╭─ DATA TO PROCESS
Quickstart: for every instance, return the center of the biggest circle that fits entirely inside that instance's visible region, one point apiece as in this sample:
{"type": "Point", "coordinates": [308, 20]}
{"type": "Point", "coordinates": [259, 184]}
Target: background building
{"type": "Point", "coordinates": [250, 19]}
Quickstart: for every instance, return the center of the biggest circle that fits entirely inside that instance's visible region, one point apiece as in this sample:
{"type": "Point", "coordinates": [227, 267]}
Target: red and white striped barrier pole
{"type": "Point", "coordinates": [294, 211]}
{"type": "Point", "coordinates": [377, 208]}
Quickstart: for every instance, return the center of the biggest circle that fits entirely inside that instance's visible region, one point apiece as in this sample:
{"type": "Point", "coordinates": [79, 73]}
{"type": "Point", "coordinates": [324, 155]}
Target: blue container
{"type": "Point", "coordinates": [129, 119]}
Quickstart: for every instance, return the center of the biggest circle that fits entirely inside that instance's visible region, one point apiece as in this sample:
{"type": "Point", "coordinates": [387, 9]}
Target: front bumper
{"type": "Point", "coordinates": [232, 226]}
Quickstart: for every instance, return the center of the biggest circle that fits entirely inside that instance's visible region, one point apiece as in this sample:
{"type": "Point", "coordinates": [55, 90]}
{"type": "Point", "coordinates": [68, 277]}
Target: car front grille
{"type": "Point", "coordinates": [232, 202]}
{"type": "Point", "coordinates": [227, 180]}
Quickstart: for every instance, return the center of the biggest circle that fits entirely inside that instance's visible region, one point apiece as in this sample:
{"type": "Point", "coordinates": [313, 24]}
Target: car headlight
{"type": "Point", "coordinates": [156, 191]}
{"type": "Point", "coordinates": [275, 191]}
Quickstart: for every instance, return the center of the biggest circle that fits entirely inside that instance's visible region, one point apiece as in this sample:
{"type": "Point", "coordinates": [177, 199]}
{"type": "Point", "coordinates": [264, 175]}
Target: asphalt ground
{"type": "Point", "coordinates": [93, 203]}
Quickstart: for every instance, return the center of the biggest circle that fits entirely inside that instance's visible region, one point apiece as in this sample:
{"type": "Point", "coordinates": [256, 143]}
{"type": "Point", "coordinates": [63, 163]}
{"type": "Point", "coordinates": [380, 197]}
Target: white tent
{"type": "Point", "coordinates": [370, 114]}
╰─
• **WHAT YOU NEED TO DO**
Extract the full listing above without altering anything.

• **EXERCISE RESULT**
Quickstart: for every instance, return the center of the biggest circle that fits entirely inside that instance's visible region, one point apiece as in this sample:
{"type": "Point", "coordinates": [308, 20]}
{"type": "Point", "coordinates": [259, 184]}
Target: background building
{"type": "Point", "coordinates": [250, 19]}
Quickstart: for every instance, return the center of the biggest circle that fits entirely inside that instance's visible region, one point apiece as in this sample:
{"type": "Point", "coordinates": [227, 267]}
Target: red and white striped barrier pole
{"type": "Point", "coordinates": [294, 211]}
{"type": "Point", "coordinates": [377, 208]}
Quickstart: for every instance, return the center of the biggest circle that fits entirely inside that instance's visible region, one point apiece as in this sample:
{"type": "Point", "coordinates": [79, 73]}
{"type": "Point", "coordinates": [324, 155]}
Target: blue container
{"type": "Point", "coordinates": [129, 119]}
Quickstart: for every instance, return the center of the biggest circle that fits entirely inside that instance's visible region, one point apiece as in this sample:
{"type": "Point", "coordinates": [387, 9]}
Target: front bumper
{"type": "Point", "coordinates": [232, 226]}
Quickstart: for every instance, return the center of the biggest circle that fits entirely inside that instance's visible region, one point apiece as in this sample:
{"type": "Point", "coordinates": [55, 90]}
{"type": "Point", "coordinates": [68, 277]}
Target: car front grille
{"type": "Point", "coordinates": [232, 202]}
{"type": "Point", "coordinates": [227, 180]}
Quickstart: for every instance, return the center of the biggest circle that fits entirely inside that instance's visible region, one point apiece as in this sample:
{"type": "Point", "coordinates": [313, 24]}
Target: car headlight
{"type": "Point", "coordinates": [156, 191]}
{"type": "Point", "coordinates": [275, 191]}
Quickstart: for every instance, return the center of the biggest circle that fits entirely inside that instance's visible region, one point apiece as in this sample:
{"type": "Point", "coordinates": [177, 199]}
{"type": "Point", "coordinates": [264, 175]}
Target: asphalt ground
{"type": "Point", "coordinates": [93, 203]}
Quickstart: for every instance, return the center of the biggest circle that fits entirely inside that instance's visible region, one point apiece as in this sample:
{"type": "Point", "coordinates": [256, 143]}
{"type": "Point", "coordinates": [63, 163]}
{"type": "Point", "coordinates": [380, 197]}
Target: white tent
{"type": "Point", "coordinates": [370, 114]}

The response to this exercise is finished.